• _Your task_: Which lines in the items below contain the string "only"? Copy out each of those lines in full.

• _Data excerpts_:
_ _ _ _ _ _ _

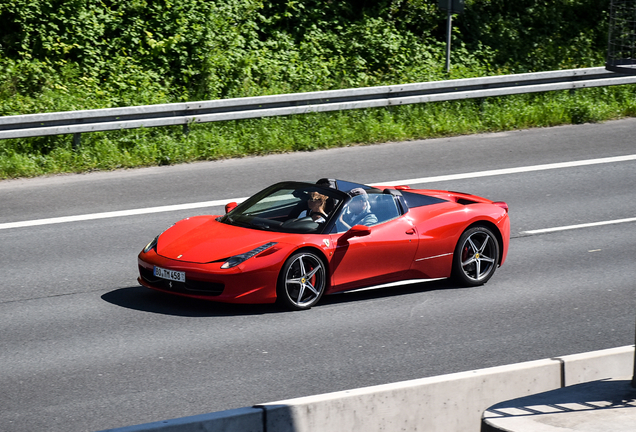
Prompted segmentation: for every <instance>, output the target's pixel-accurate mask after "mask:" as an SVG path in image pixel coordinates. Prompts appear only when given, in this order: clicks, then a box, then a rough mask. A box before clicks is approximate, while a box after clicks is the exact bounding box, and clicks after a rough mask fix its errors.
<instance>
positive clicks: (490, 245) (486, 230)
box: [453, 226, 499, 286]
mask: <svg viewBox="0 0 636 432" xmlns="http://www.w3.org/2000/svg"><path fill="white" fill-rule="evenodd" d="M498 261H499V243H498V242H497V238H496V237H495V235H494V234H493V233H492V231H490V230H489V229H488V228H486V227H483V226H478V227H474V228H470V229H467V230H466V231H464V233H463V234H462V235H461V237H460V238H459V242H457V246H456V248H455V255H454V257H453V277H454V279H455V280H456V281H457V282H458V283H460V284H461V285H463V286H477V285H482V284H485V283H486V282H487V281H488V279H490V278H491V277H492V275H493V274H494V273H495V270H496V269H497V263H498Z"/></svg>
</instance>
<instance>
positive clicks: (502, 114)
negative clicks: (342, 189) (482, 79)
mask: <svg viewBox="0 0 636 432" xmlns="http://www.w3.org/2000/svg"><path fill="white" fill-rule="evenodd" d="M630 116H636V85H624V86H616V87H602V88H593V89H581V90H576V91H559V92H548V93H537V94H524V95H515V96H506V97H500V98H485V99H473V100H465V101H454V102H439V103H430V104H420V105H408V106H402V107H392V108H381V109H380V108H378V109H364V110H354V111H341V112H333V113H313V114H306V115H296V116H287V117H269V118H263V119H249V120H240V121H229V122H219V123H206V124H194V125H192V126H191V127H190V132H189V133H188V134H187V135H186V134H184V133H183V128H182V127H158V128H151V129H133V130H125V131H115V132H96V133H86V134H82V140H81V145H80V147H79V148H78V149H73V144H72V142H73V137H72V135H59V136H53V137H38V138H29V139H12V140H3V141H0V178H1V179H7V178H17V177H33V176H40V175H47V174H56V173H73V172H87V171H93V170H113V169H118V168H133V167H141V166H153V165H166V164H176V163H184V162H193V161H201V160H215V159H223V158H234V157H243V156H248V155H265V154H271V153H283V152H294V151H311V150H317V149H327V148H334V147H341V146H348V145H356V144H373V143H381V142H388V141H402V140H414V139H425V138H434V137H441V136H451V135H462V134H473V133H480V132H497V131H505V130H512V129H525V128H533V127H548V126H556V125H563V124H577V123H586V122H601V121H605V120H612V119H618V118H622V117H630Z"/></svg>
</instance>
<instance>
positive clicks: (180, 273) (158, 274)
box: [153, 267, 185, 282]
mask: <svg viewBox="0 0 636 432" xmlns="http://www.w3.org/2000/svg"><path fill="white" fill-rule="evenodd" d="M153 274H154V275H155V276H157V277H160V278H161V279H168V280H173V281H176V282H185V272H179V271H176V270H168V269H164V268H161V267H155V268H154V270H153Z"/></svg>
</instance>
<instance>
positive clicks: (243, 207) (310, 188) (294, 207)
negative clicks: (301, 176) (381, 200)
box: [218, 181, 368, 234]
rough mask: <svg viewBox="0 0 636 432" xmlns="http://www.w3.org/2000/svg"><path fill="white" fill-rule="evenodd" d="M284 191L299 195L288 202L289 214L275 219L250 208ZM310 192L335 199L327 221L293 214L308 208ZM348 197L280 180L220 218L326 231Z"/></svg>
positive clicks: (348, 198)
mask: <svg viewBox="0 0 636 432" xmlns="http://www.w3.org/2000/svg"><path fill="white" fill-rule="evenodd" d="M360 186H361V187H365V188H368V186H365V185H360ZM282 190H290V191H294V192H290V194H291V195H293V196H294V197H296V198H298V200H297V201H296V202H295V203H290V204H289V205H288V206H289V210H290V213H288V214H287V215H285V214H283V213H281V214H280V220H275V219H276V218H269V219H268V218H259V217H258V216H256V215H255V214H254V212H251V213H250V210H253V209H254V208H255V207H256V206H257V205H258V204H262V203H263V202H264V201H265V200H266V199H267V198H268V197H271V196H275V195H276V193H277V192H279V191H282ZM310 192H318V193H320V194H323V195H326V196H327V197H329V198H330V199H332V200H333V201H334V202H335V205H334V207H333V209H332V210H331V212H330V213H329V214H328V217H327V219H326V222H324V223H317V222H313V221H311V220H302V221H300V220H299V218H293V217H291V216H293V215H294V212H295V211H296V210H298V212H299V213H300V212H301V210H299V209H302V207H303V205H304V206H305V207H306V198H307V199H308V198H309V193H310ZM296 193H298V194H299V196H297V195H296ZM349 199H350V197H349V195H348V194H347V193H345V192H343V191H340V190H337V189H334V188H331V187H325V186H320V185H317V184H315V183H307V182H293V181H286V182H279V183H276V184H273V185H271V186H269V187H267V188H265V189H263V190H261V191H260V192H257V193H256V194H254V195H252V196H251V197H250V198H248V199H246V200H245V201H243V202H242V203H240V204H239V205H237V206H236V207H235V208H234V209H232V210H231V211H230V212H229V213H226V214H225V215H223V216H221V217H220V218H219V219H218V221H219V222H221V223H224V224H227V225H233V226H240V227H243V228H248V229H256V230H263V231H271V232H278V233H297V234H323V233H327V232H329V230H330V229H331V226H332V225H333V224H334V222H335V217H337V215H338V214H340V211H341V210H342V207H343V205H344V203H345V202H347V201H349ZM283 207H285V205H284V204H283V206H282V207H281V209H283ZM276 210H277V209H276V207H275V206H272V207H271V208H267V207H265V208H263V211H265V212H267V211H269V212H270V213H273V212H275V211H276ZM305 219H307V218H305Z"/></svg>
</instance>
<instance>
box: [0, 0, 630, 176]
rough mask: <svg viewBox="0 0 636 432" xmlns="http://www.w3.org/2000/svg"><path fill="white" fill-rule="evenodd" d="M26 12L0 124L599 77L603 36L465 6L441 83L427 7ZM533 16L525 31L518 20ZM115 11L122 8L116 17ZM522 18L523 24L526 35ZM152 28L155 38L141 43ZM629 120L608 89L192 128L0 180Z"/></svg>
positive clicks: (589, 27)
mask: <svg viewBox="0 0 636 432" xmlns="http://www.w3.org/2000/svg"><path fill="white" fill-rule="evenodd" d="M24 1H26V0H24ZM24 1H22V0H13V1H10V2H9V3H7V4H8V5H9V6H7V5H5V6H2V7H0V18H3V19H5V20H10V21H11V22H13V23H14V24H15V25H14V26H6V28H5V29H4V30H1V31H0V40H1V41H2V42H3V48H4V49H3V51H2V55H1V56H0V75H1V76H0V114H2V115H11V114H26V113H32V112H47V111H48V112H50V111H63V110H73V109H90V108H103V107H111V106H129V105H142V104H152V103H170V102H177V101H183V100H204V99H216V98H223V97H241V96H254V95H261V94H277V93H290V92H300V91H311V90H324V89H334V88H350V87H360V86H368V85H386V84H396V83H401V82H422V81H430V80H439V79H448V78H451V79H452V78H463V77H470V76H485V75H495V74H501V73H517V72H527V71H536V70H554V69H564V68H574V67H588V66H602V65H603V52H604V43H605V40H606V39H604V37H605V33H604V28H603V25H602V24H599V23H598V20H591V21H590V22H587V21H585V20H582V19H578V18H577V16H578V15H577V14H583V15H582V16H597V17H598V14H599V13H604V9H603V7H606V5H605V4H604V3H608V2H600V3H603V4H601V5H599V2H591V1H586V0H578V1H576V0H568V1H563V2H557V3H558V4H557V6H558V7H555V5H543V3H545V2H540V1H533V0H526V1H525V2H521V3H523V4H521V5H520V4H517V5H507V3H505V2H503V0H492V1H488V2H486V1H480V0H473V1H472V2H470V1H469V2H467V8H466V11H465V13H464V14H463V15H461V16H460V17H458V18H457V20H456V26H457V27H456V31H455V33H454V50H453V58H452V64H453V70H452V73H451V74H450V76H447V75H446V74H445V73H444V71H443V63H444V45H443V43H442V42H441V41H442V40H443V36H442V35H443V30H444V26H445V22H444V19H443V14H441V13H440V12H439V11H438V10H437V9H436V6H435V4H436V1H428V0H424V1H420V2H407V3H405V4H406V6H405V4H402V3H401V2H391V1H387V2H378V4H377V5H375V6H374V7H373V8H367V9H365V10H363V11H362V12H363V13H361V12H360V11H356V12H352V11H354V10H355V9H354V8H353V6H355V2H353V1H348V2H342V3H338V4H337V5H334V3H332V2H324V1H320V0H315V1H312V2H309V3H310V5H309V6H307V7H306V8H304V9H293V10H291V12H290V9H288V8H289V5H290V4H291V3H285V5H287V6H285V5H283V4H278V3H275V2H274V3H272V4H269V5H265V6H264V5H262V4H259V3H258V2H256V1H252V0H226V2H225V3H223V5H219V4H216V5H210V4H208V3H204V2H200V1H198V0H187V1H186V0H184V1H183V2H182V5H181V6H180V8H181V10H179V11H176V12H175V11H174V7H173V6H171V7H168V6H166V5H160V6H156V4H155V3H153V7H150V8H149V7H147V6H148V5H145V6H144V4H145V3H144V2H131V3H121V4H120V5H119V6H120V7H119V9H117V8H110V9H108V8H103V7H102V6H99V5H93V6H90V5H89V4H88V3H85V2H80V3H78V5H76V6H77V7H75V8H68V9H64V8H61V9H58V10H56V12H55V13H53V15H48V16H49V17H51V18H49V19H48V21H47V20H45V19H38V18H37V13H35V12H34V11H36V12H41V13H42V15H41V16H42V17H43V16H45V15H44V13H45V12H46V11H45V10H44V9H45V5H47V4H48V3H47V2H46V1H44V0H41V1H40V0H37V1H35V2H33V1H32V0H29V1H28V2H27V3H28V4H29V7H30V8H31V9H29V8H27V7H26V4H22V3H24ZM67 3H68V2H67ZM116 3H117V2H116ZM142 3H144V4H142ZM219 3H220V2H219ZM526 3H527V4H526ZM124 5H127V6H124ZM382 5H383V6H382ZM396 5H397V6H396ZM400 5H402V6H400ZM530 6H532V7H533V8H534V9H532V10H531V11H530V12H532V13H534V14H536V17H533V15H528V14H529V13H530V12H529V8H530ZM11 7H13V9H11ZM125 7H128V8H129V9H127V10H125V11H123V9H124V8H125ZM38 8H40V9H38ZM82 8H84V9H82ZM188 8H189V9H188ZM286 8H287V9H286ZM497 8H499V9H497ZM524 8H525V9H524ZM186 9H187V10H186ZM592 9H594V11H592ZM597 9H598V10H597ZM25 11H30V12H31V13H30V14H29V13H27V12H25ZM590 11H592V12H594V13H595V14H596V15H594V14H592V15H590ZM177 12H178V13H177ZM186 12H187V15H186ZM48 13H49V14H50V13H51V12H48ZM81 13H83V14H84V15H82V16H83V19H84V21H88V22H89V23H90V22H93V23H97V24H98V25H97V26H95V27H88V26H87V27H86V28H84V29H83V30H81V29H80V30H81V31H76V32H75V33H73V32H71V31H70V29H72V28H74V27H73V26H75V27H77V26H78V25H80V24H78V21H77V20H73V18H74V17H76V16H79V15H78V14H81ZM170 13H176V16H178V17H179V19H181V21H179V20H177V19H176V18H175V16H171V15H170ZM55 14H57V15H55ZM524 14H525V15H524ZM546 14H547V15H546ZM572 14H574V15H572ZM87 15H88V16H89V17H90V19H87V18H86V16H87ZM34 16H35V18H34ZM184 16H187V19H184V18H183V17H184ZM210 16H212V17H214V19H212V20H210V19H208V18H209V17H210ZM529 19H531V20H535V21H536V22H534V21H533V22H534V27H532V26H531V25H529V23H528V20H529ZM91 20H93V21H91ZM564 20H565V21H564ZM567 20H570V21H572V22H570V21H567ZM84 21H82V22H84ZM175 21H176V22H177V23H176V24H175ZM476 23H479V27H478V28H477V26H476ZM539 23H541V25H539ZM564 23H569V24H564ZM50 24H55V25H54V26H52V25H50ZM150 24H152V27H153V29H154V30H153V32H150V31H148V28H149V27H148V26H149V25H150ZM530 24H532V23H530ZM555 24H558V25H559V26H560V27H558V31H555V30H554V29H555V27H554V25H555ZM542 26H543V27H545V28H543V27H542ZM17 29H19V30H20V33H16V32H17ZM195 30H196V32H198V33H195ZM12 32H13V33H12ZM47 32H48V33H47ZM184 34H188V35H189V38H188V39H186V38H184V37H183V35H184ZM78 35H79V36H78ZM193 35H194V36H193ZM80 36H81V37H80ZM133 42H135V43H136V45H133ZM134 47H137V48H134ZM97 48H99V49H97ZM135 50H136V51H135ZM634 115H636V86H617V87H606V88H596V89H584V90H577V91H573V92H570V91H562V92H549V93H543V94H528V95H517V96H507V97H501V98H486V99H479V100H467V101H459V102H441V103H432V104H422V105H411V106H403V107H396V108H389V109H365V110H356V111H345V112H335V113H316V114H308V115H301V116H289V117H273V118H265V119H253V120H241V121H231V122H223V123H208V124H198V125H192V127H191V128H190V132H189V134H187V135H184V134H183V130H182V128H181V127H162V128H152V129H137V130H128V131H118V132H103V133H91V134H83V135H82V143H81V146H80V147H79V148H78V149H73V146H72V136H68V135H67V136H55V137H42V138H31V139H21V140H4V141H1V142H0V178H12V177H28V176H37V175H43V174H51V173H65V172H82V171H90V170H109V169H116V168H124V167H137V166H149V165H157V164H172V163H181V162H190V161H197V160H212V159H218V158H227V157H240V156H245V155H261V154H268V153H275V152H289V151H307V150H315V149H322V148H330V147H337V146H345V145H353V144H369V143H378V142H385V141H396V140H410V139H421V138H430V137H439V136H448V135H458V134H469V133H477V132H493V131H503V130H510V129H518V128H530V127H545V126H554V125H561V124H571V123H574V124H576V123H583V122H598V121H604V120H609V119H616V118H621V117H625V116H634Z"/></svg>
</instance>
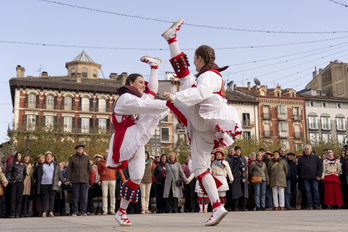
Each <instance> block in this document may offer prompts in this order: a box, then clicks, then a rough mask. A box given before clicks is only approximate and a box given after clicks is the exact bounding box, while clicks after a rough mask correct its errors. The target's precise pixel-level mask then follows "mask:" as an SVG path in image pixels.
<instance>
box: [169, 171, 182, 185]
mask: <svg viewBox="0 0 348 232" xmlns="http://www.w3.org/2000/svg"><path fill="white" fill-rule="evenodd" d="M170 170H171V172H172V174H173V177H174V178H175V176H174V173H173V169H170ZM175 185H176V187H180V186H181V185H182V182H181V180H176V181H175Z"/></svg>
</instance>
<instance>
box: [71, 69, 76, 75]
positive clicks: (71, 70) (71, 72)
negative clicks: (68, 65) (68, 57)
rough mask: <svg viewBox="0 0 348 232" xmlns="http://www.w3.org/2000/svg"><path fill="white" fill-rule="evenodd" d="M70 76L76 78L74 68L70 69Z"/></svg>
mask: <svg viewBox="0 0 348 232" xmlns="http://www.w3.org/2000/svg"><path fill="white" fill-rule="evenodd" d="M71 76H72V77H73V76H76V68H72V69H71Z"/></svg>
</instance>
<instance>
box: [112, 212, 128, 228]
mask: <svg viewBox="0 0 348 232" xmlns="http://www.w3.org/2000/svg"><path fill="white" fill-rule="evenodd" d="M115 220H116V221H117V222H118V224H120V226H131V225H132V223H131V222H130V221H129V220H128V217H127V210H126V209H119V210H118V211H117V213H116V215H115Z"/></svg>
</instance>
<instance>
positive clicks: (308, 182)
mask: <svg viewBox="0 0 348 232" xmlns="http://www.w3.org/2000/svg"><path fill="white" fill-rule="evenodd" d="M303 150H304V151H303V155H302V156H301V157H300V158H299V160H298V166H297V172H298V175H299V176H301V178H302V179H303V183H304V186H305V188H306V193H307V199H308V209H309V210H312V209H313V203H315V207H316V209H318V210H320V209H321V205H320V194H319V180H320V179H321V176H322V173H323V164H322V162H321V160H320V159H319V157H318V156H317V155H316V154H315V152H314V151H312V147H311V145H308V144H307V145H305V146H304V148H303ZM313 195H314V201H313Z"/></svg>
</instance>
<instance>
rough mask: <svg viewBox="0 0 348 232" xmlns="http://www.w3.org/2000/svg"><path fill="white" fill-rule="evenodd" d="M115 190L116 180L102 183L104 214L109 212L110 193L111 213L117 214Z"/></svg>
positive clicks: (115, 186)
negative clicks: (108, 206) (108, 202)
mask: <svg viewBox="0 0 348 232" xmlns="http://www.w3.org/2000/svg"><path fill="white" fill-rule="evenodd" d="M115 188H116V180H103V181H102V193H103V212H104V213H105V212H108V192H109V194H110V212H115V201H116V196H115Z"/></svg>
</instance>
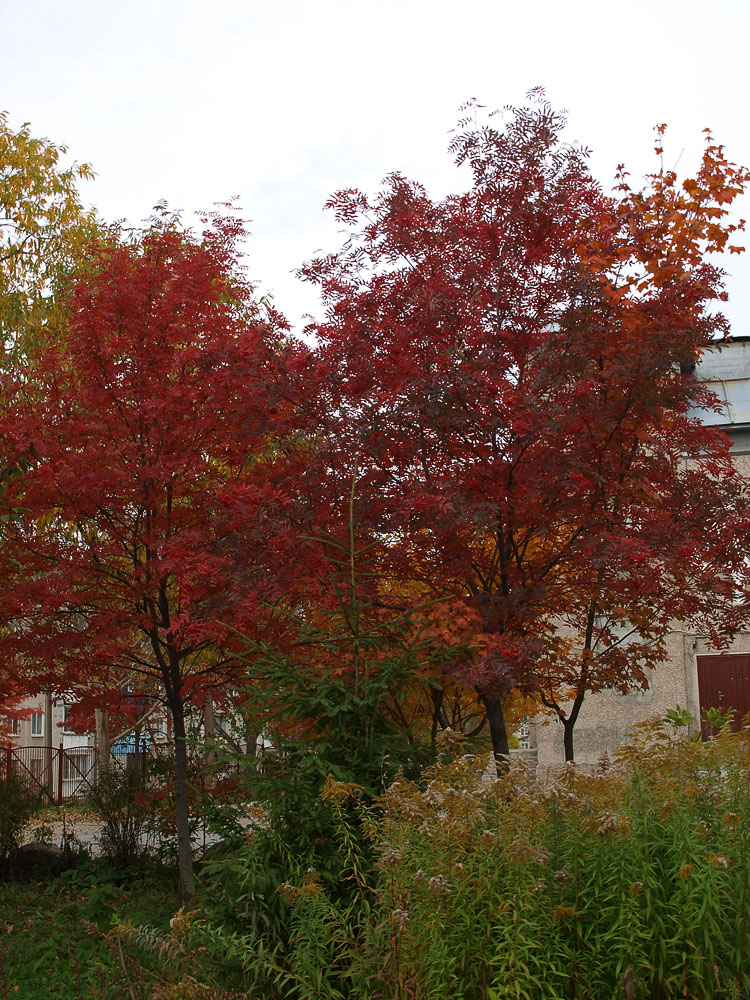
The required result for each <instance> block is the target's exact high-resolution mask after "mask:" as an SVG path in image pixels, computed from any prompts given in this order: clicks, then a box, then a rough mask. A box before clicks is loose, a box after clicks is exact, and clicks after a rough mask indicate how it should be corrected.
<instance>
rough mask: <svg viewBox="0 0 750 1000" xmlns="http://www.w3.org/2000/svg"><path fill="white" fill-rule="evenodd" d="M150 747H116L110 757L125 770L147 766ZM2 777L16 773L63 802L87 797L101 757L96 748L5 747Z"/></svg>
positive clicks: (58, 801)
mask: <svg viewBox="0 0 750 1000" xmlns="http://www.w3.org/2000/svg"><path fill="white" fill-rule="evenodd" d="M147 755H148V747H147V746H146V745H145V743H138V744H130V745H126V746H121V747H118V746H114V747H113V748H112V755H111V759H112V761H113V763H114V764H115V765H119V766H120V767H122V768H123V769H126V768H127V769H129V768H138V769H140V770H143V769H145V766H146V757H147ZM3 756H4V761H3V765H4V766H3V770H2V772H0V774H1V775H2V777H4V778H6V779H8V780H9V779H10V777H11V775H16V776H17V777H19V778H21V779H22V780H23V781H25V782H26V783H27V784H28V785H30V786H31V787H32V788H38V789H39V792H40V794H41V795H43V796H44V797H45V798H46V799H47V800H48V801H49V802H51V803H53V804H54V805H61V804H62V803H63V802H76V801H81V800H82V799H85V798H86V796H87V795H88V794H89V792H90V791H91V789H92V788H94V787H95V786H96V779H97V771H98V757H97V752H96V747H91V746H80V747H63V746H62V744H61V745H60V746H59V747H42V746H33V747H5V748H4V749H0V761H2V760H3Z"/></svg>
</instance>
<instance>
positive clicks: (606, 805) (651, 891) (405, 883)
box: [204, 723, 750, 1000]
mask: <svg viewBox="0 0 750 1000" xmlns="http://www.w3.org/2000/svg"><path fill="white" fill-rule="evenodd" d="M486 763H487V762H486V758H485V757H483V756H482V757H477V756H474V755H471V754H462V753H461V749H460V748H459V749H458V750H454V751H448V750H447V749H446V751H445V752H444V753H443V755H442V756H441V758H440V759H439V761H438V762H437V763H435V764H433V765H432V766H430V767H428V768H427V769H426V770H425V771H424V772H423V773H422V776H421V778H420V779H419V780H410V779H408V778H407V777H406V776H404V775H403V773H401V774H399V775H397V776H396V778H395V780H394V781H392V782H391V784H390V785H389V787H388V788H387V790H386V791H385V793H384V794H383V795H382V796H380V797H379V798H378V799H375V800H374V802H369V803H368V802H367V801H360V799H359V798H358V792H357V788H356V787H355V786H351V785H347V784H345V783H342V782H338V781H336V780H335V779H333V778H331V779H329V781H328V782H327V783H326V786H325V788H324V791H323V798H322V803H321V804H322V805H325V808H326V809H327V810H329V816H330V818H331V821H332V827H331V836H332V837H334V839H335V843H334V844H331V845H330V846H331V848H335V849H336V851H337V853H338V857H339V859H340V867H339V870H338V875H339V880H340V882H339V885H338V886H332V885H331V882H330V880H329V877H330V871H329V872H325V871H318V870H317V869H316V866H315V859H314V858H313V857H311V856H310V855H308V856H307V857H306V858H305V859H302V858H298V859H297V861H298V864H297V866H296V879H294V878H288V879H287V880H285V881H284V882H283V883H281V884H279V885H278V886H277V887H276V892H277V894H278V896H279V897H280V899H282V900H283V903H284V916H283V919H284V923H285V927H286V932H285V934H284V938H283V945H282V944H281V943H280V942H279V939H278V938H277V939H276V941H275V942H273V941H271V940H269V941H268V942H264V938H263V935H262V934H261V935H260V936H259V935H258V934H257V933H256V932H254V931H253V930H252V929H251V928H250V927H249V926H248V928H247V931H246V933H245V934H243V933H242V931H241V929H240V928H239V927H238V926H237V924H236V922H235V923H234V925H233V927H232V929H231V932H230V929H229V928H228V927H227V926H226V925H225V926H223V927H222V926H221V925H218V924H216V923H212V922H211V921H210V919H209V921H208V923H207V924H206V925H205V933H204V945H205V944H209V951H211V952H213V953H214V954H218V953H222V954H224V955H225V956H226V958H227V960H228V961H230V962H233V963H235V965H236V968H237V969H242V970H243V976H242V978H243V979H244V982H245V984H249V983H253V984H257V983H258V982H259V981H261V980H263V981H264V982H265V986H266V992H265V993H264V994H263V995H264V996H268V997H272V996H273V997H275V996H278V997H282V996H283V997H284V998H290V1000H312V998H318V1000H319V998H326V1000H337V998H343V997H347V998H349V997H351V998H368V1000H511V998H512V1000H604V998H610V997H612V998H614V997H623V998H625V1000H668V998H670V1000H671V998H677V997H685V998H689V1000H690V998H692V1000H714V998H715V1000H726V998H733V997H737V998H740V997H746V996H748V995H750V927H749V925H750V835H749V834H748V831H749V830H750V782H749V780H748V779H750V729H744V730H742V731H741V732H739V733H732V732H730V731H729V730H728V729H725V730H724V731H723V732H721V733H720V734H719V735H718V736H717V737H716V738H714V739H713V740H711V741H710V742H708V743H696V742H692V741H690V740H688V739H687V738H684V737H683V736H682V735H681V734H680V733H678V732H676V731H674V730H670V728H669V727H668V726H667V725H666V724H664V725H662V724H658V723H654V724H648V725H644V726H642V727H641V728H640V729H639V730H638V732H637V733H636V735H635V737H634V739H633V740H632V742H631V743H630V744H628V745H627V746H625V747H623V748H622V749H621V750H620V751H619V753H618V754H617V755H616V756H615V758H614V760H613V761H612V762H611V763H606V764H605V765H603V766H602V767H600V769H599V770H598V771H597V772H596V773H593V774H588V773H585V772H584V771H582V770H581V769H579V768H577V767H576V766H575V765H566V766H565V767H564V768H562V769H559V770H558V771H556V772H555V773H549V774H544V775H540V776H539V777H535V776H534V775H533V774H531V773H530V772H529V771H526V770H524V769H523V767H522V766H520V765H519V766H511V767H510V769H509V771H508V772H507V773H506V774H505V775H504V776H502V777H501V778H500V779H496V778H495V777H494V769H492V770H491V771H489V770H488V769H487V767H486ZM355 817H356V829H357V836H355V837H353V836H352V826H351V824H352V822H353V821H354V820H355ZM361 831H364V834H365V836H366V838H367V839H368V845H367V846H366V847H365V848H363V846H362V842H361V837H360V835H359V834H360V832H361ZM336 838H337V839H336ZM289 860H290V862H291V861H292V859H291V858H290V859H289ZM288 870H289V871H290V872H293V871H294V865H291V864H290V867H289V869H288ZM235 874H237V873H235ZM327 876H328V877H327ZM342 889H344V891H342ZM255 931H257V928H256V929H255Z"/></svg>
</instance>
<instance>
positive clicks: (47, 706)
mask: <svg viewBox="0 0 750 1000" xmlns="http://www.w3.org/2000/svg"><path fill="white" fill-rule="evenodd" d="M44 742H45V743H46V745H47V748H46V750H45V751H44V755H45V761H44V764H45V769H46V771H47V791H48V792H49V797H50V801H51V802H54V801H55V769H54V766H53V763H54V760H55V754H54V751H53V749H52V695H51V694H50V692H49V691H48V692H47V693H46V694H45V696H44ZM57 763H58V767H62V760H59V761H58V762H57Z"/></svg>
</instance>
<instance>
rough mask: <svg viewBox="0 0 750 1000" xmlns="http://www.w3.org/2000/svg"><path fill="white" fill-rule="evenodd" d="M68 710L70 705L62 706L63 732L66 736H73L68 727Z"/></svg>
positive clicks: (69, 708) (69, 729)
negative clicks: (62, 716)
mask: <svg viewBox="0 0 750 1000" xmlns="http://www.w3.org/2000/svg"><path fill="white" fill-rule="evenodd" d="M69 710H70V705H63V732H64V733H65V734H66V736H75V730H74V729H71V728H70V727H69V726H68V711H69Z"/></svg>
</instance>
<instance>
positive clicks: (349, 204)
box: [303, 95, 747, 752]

_ _ _ _ _ _ _

• _Written reply_:
Prompted segmentation: for every <instance>, output the target's pixel-accurate mask after "mask:" as an SVG path in image pixel coordinates. Prompts appear only when given, in this order: clicks, then a box, then a rough mask. A box before clicks is approximate, while a box after clicks is the exact bounding box, and clicks after a rough mask fix its errors.
Each <instance> block in this document may offer prompts in this order: a box, then clicks, then a rough mask. A box given before clicks is only approximate and a box given after clicks is the exact bounding box, while clicks after a rough mask correct its errors. The target's precise pixel-level mask then follows "mask:" as an SVG path in image pixels.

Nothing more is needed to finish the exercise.